Work order - Below are entries; write every one of them out again exactly.

Data -
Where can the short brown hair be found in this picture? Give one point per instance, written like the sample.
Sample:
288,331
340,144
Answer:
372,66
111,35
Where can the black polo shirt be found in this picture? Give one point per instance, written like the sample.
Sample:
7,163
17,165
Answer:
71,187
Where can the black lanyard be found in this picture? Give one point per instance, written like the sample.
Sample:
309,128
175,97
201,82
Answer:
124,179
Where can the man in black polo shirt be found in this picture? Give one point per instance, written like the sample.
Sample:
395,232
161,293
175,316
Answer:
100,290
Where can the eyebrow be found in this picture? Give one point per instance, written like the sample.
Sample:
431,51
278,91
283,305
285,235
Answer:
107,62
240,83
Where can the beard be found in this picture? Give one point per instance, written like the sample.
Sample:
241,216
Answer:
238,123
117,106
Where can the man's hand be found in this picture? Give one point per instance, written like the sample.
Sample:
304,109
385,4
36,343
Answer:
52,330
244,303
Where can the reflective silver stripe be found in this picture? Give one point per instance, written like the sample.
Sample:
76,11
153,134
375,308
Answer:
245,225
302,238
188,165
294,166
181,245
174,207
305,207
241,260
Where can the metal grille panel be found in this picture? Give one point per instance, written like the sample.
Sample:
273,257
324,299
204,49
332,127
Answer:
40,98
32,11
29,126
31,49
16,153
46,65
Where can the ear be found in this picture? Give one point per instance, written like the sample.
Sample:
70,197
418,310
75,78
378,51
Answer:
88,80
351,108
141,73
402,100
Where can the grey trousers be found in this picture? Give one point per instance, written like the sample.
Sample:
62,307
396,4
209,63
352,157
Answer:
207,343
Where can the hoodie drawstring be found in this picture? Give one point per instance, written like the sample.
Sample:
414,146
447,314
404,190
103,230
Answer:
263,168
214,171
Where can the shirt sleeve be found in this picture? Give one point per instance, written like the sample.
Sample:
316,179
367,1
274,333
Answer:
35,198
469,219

Expected output -
Where can the short brown hair be found in this picture? Give one point per instance, written like the sample.
Sample:
288,331
340,144
Answer:
372,66
111,35
Where can the black polo shirt be found in this picture? Give one point per instance, written like the sample.
Sample:
7,163
17,165
Answer:
71,187
Where can the black lanyard be found in this picture? Give one point per instance, written like the sample.
Sample:
309,128
175,97
201,82
Answer:
124,179
Where can the man in black polo shirt be found in this picture? Give one point per instance, written like the sample.
Sample:
395,232
161,293
175,316
Answer:
100,290
Where can the eyebrow be found in this picture? Give one point per instance, written like the sample.
Sample:
431,51
278,91
283,305
285,235
Answer:
107,62
240,83
Where can the beard be found in this picture? Give one point per instance, written like the sample.
Sample:
241,216
Answer:
238,123
117,106
Where can the man's hand be found in this picture? Give one point per instance, written like the sample.
Sample:
304,109
385,4
36,343
Answer:
52,330
244,303
Where can the reflective silver stripe be found in this picture? Give one point per instance, written like the sample.
Sample:
76,11
153,134
375,308
Answer:
245,225
302,238
188,165
294,166
181,245
174,207
305,207
241,260
Where can the metal grille panel be found in this picture? Give one point per instance, written like the sample.
Sample:
273,257
324,299
204,49
332,127
Answer:
40,98
32,11
29,126
31,49
16,153
46,65
Where can the ear be found in this picture? Give one point per instance, written like the sample.
Sample:
70,197
418,310
75,78
378,51
Answer:
88,80
351,108
141,73
402,100
Where can the grey trousers be found in this picture? Give one point per instance, written like the sample.
Sample:
62,307
396,4
209,63
352,157
Answer:
207,343
Where can the hoodie drawstring be found in this picture? Give one point per instance, written like the sample.
Sample:
414,146
447,314
404,190
103,230
Answer:
263,168
214,171
Where can the shirt sleeve be found in this picture? Give one point per instance, written like the sample.
Sample:
316,179
367,1
274,333
Answer:
35,198
469,219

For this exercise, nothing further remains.